The recent state of emergency threw into high relief Japan’s failure to keep pace with the rest of the developed world in the use of digital technology for such purposes as telework, teleconferencing, remote learning, digitization of healthcare, and e-government. Many of us were shocked to learn that faxes were being used to transmit case statistics, and municipalities were processing applications for emergency cash benefits by hand (even after they had been submitted online). The public and private sectors need to join forces to promote digital transformation and prevent further erosion of Japan’s growth potential.
Now that the pandemic has clearly illustrated the need for teleworking and remote learning, some targeted subsidies and incentives may be sufficient to get the ball rolling. But in areas where resistance to change is strong, such as digital healthcare and e-government, the central government needs to provide a stronger push.
Recent economic research has highlighted the critical role investment in intangible assets plays in fueling productivity gains. In its calculation of GDP, the government already includes investment in software and research and development under the category of capital investment, but more emphasis needs to be placed on investment in such intangibles as brand value, knowledge and human capital (through education and training), and organizational capacity (including the ability to capitalize on R&D gains). A number of recent studies have linked Japan’s flagging potential growth rate to inadequate investment in intangible assets, along with the lag in digital transformation. Japanese industry must become more proactive and creative in its utilization of intangible assets if Japan is to reverse its long-term economic decline.
 By way of comparison, the Japanese economy took half a year to bottom out after the bankruptcy of Lehman Brothers in September 2008, having peaked the previous February.
 In this respect, Japan differs from the United States, which counts furloughed workers as unemployed. The US unemployment rate soared in April but then fell more than expected in May, probably thanks to the call back of laid-off employees.
 Because TFP is measured by subtracting the effects of labor and capital inputs from GDP growth, it is sometimes said that “TFP is nothing but a residual.” However, a rewriting of the equation reveals that TFP is the weighted average of labor productivity and capital productivity, which is an apt expression of a country’s macroeconomic productivity.

────────

## Requirement 1
Decide whether each statement agrees with the passage on Japan's economy, and back each yes or no with the deciding words from the passage. (a) Municipalities processed applications for emergency cash benefits by hand even when they had been submitted online. (b) The government's GDP calculation already counts investment in software and R&D as capital investment. (c) The United States does not count furloughed workers as unemployed.
## Requirement 2
Resume the passage on Japan's economy, starting after its final sentence.

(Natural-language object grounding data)
────────

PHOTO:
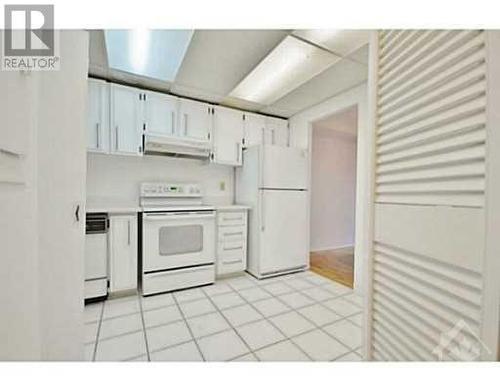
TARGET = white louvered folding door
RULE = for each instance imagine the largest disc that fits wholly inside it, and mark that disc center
(435, 146)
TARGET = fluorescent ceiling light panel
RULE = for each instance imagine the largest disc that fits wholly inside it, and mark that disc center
(341, 42)
(157, 54)
(290, 64)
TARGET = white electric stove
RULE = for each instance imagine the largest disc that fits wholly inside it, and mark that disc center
(178, 237)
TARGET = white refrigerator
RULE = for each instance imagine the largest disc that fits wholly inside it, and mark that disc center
(273, 182)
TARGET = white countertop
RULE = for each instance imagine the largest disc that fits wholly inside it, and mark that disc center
(232, 207)
(112, 205)
(115, 205)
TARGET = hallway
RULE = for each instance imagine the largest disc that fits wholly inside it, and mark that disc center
(337, 265)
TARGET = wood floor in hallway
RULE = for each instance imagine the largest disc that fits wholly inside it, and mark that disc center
(337, 265)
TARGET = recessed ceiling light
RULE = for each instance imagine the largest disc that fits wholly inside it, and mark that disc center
(152, 53)
(290, 64)
(341, 42)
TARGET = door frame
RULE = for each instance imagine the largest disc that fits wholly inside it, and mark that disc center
(354, 97)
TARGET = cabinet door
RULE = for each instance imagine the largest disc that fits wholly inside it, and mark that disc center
(228, 136)
(194, 120)
(160, 113)
(123, 252)
(255, 128)
(277, 132)
(126, 112)
(98, 116)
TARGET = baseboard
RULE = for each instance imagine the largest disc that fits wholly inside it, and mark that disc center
(332, 248)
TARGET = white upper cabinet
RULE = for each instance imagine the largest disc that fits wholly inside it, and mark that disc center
(277, 132)
(126, 120)
(255, 128)
(229, 127)
(194, 120)
(160, 113)
(98, 137)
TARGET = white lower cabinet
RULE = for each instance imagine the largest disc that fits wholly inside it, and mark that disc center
(231, 241)
(228, 135)
(122, 252)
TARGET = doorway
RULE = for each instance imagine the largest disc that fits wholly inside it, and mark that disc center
(333, 196)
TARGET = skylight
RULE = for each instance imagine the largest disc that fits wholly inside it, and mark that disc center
(156, 54)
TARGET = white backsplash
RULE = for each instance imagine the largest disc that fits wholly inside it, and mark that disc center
(118, 177)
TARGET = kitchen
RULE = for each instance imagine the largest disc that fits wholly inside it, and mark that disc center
(159, 210)
(185, 194)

────────

## Answer space 1
(a) Yes: "municipalities were processing applications for emergency cash benefits by hand (even after they had been submitted online)"
(b) Yes: "In its calculation of GDP, the government already includes investment in software and research and development under the category of capital investment"
(c) No: "Japan differs from the United States, which counts furloughed workers as unemployed"

## Answer space 2
 For the Cabinet Office’s estimates, see www5.cao.go.jp/keizai3/getsurei/getsurei-index.html; for the Bank of Japan’s, see www.boj.or.jp/research/research_data/gap/index.htm/. Another reason for the gap between the two is that the impact of recent changes in the labor market, such as the rise in labor-force participation among seniors and women and the drop in hours worked (partly as a result of the government’s “work-style reform” initiative), depends on whether they are viewed as fluctuations or trends.
 For a discussion of “learned pessimism” as a characteristic of Japanese corporate behavior, see Hideo Hayakawa, Kin’yu seisaku no “gokai” (Monetary Policy Misunderstood) (Keio University Press, 2016), chapter 4.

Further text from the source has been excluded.